What to do:
In the records below, copy out every line from the line with "TARGET: duck's back" to the line with "[(846, 541), (765, 321)]", both of those lines included, without changing a single character.

------ Dataset content ------

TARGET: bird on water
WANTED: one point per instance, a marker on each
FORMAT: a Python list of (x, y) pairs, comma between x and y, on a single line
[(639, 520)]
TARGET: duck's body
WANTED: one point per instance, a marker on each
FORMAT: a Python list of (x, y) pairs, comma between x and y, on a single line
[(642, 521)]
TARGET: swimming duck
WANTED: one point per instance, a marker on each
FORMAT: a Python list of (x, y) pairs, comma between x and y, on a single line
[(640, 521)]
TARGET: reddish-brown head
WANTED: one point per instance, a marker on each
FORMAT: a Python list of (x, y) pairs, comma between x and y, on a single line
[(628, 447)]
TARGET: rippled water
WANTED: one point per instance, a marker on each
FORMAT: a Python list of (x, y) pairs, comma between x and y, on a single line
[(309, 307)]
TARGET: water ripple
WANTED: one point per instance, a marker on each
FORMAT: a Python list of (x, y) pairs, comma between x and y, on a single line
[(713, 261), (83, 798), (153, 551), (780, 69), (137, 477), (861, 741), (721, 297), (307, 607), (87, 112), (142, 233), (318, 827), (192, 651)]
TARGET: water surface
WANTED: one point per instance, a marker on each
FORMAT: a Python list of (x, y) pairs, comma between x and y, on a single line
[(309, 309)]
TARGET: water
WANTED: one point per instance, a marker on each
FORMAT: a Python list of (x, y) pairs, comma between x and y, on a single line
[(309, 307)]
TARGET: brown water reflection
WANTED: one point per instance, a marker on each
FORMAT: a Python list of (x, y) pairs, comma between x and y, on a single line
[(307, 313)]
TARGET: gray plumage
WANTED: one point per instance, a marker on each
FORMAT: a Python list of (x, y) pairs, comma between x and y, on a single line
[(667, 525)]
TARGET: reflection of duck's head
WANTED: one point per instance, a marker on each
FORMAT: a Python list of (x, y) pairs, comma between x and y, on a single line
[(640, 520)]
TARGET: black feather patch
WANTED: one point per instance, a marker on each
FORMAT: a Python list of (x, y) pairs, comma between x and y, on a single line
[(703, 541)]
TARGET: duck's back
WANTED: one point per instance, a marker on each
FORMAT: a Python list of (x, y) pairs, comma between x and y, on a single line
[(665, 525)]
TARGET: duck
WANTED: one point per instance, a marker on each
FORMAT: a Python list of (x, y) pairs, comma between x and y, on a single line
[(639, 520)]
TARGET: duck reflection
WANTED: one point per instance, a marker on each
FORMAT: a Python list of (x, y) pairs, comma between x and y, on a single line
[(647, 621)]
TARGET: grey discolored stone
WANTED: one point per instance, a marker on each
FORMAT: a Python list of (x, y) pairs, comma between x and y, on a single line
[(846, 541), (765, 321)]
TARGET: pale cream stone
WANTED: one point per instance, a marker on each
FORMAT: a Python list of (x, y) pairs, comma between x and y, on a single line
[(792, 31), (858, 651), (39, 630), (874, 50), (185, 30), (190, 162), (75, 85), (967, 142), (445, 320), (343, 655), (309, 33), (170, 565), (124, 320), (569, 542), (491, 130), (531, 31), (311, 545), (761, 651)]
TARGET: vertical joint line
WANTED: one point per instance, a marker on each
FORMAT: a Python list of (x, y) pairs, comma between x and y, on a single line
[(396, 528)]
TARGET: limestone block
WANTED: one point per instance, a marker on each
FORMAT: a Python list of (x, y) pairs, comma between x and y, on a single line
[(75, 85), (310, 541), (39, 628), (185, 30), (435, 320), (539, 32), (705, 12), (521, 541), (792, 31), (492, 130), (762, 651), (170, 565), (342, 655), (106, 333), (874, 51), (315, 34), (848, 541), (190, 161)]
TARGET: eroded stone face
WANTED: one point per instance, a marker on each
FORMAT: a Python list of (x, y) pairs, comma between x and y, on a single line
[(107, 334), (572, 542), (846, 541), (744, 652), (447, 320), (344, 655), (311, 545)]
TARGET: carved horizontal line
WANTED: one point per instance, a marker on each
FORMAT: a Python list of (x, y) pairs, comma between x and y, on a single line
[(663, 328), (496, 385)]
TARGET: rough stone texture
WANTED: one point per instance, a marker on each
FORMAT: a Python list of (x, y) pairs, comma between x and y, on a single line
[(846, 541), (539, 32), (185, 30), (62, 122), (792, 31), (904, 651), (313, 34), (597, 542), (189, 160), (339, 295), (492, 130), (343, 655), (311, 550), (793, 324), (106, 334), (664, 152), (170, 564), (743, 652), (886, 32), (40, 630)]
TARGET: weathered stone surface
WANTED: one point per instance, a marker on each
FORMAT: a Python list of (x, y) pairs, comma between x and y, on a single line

------

Solution:
TARGET: duck's back
WANTED: one point per instance, a marker on each
FORMAT: a Python list of (x, y) pairs, comma between x and y, on a single line
[(665, 525)]
TARGET: duck
WANTED: one point per instance, a marker on each
FORMAT: a Python list of (x, y) pairs, comma between x and y, on a single line
[(639, 520)]
TARGET: duck reflection
WANTED: one point per instance, a marker on each
FORMAT: a Python list of (x, y) pairs, comma between x and y, on a single line
[(647, 621)]
TARGET: grey discolored stone
WANTED: one point per instance, a marker on each
FORMAT: a Python list of (x, y) pairs, comma between x and y, on a single line
[(846, 541), (765, 321)]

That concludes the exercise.